→ WORUM ES GEHT
Setze den Essay über Fernsehkrimis und ihre Redakteure im Anschluss an seinen letzten Satz fort.

── AUSGEWÄHLTER TEXT ──

2. Teil: Von Spannern und Gaffern
Essay

Nach einem Bericht der Deutschen Bundeszentrale für gesundheitliche Aufklärung erleben in den USA Kinder bis zur Erreichung des Grundschulalters im Fernsehen etwa 9000 Morde. Selbst wenn es in Europa weniger blutig zugehen sollte, gehören auch hierzulande Sendeformate wie „Tatort“ zu den beliebtesten Produktionen sowohl staatlicher als auch privater Fernsehanstalten. Im Krimi mit seiner immer gleich öden Dramaturgie finden über oft undurchsichtige Netzwerke in ihr Amt gelangte, zutiefst mediokre Fernsehspielredakteure die ideale Mischung aus minimiertem Risiko, geringem Arbeitsaufwand und dem Komfort, in den Freundeskreis berühmter Hauptdarsteller und Regisseure mit eingebunden zu sein. Ganz abgesehen von vielerlei Incentives, sich für die langjährige Zusammenarbeit mit den Produktionsfirmen diesseits und jenseits der Legalität hofieren zu lassen.

───
── DATENSATZ ──

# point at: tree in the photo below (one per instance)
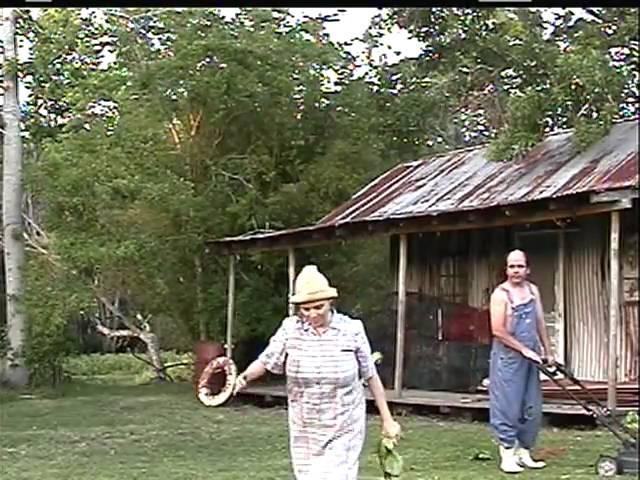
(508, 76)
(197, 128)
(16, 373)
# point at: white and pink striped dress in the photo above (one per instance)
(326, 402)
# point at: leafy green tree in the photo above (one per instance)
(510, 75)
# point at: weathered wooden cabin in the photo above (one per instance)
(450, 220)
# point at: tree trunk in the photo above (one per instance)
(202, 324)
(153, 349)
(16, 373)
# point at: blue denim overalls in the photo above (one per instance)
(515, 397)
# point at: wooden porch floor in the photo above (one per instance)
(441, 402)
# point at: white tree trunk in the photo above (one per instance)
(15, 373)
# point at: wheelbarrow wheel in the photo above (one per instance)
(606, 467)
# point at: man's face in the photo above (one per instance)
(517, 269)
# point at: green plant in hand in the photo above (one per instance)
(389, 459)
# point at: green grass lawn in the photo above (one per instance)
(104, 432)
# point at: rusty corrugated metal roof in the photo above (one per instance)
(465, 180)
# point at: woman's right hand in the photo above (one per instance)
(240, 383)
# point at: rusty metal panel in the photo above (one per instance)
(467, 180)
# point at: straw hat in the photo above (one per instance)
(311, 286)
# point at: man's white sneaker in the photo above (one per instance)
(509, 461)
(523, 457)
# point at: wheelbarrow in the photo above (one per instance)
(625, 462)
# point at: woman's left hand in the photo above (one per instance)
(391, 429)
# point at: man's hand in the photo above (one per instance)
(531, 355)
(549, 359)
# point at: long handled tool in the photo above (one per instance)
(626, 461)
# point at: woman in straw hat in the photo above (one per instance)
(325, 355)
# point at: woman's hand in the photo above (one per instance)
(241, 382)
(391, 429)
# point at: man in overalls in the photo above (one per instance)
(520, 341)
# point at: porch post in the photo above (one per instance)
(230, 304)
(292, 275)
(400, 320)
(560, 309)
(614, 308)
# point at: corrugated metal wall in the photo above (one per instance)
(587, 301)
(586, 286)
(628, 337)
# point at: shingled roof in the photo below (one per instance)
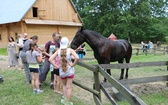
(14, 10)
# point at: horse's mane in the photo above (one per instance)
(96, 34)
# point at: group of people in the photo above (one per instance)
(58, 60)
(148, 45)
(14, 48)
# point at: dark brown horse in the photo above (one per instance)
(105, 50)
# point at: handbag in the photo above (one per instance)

───
── DATENSATZ ──

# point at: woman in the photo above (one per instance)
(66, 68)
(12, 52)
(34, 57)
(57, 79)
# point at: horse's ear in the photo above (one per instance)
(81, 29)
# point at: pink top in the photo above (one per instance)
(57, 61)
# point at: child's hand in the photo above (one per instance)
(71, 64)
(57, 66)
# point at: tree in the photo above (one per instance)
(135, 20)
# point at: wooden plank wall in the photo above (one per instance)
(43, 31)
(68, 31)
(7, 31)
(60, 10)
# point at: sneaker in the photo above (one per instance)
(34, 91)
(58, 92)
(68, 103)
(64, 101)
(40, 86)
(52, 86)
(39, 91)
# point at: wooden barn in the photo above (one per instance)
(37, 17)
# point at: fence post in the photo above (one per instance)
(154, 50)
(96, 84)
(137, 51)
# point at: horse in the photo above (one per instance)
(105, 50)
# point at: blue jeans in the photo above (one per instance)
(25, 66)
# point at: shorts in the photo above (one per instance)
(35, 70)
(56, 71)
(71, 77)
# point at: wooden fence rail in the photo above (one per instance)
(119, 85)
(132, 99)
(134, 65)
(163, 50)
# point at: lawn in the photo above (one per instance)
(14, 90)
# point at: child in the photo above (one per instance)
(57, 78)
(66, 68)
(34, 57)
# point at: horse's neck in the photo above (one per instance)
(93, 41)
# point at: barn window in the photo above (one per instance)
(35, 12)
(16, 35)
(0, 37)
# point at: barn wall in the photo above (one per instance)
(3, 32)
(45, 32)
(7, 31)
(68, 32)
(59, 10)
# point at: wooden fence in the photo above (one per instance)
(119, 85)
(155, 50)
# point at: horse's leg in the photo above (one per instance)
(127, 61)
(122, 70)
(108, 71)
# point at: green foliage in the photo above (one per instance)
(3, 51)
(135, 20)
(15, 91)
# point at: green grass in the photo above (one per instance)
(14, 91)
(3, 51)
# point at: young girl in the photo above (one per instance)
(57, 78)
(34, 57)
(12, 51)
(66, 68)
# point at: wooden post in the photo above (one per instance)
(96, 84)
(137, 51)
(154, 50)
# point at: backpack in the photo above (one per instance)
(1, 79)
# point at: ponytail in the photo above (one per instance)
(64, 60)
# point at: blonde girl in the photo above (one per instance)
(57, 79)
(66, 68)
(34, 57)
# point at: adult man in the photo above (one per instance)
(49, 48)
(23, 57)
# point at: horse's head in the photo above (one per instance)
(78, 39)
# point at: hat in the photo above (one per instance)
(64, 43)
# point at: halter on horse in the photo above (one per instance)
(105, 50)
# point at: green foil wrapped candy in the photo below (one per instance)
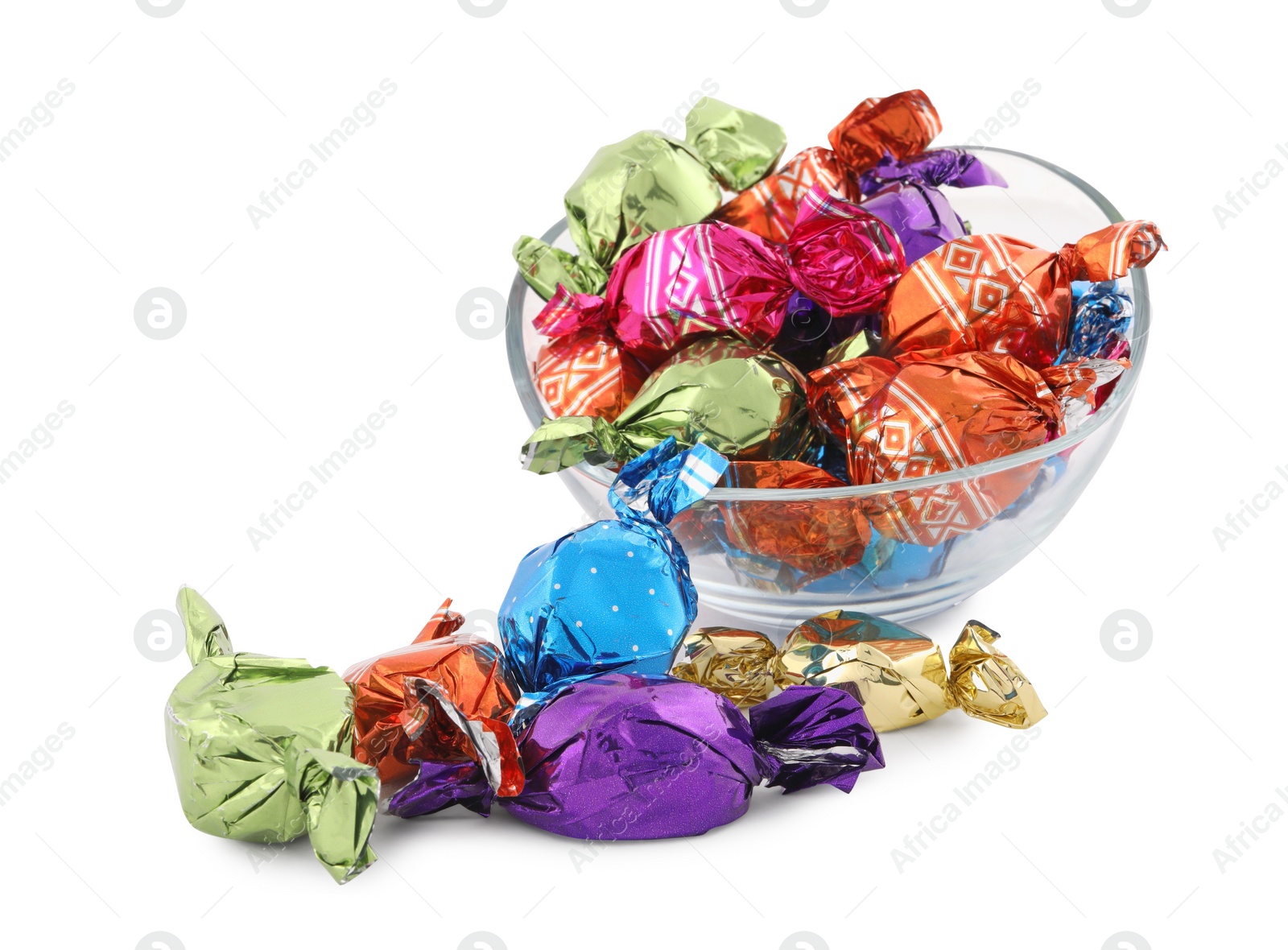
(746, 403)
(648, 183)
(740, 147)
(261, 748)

───
── DATENSATZ ──

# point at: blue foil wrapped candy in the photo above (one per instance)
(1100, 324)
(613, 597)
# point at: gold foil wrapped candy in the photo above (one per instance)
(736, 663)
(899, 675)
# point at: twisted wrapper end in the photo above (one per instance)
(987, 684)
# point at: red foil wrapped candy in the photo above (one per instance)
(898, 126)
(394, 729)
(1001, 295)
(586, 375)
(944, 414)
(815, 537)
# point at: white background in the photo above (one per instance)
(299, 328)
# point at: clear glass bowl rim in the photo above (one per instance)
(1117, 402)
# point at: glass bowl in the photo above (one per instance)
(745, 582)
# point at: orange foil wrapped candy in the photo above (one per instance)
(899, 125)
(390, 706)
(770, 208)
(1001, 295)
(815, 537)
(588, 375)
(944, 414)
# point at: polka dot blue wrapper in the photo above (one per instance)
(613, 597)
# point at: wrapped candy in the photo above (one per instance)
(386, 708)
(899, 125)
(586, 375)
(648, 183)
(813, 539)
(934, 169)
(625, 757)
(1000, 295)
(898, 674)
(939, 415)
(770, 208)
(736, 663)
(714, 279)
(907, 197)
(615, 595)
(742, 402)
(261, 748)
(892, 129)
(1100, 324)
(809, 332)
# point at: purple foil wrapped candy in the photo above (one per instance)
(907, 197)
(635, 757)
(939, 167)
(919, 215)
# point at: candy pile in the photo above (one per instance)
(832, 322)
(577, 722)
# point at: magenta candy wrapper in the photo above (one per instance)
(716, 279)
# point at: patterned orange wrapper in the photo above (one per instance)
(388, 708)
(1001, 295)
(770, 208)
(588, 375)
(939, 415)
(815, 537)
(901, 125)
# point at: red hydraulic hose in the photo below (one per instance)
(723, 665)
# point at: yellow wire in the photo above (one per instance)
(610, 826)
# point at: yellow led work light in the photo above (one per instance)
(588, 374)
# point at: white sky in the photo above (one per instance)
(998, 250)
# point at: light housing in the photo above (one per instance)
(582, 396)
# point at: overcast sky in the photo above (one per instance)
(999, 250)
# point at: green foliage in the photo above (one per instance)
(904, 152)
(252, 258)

───

→ ERWARTETE AUSGABE
Das Publikum wiederum frönt, allseits abgesichert in bequemen Fernsehstühlen, in Ermangelung realer Gefahren, wie sie bis vor kurzem in der Geschichte noch alltäglich waren, der Angstlust des Wohlstandsbürgers. Weshalb es verwundert, wenn derselbe, obgleich offenbar in einem hohen Ausmaß an Mord, Totschlag, Vergewaltigung und Betrug gewöhnt, plötzlich empört darüber ist, bei einem Terroranschlag sekundenlang mitansehen zu müssen, wie ein Passant aus der Waffe des Terroristen niedergestreckt wird. Eine erste oberflächliche Antwort kann nur lauten: Er ist, wenn es um die Aufrechterhaltung seines unmittelbaren Wohlbefindens und seiner Genussfähigkeit geht, sehr wohl in der Lage, zwischen Fiktion und Realität zu unterscheiden.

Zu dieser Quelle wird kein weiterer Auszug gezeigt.